> Task requirements
A - Reproduce the passage of the homemade Hot Pockets text starting with "I like this" and going on through "your own risk!".
B - Take the text about making homemade Hot Pockets further, picking up right after its last sentence.

> Source extract

[Begin]

Being of the Nerdly Persuasion, it’s pretty much a given that my family needs Hot Pockets (also, Xena episodes… bonus nerd points for getting the movie reference.) However, my budget, and my desire for actual FOOD in my food, combine to put manufactured official Hot Pockets right out of the possibilities, hence: we make our own.
I like this easy sour cream and egg enriched dough from Prepared Pantry’s free cooking demonstrations. It works up fast, reworks without getting tough and gross, and tastes nice. One batch will, with re-rolling, get you 12 non-skimpy 5″ circles for filled pockets. I do use actual lard, which makes for a very plastic, easy-to-work dough. If you’re squeamish about lard, choose 100% vegetable shortening or butter. I’ve never tried this with reduced fat substitutes, so alter and vary at your own risk!

[End]

(Extracted data entries)
[Begin]

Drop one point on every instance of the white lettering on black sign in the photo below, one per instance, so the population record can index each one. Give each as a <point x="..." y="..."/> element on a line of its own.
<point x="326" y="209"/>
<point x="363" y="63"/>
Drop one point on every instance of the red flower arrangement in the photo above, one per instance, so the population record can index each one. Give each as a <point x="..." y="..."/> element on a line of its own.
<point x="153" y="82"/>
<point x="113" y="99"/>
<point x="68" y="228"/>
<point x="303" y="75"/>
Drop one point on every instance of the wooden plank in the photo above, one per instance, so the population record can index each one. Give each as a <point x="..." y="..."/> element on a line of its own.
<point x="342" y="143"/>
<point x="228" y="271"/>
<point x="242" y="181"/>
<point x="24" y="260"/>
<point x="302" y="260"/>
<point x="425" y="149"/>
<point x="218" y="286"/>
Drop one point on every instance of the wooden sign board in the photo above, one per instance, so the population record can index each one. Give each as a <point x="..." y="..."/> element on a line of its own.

[End]

> Responses in order
A -
I like this easy sour cream and egg enriched dough from Prepared Pantry’s free cooking demonstrations. It works up fast, reworks without getting tough and gross, and tastes nice. One batch will, with re-rolling, get you 12 non-skimpy 5″ circles for filled pockets. I do use actual lard, which makes for a very plastic, easy-to-work dough. If you’re squeamish about lard, choose 100% vegetable shortening or butter. I’ve never tried this with reduced fat substitutes, so alter and vary at your own risk!

B -
I made the dough in my Kitchenaid (everything tastes better if mixed in a cheerfully cherry Kitchenaid!), using the paddle attachment to cut the lard into the dry ingredients, and beat the tar out of it when I add the sour cream and eggs. Works like a charm, and saves a lot of effort if you’re making multiple batches.
One note on eggs for this dough recipe: you need 1/2 cup of eggs, total. If you’re using large or home eggs, two usually does it. If you’re using medium eggs, you’ll want about three. If you have banty hens, you’ll likely need four eggs to equal 1/2 cup.
I have a nifty little dough cutter-sealer like this one (or rather, I have that exact one), but you can make rectangular turnovers too; roll your dough about 1/8″ thick, and cut slightly rectangular shapes a bit bigger than you think you’ll need. Brush one half of the edge with a bit of water, fill, and fold over, using a fork or your fingers to crimp the edge flat and seal the pockets. If you’re using the pie press, it seals nicely for you. I tend to “harvest” the bits of dough that squash out the front, and add them to my scrap pile for re-rolling.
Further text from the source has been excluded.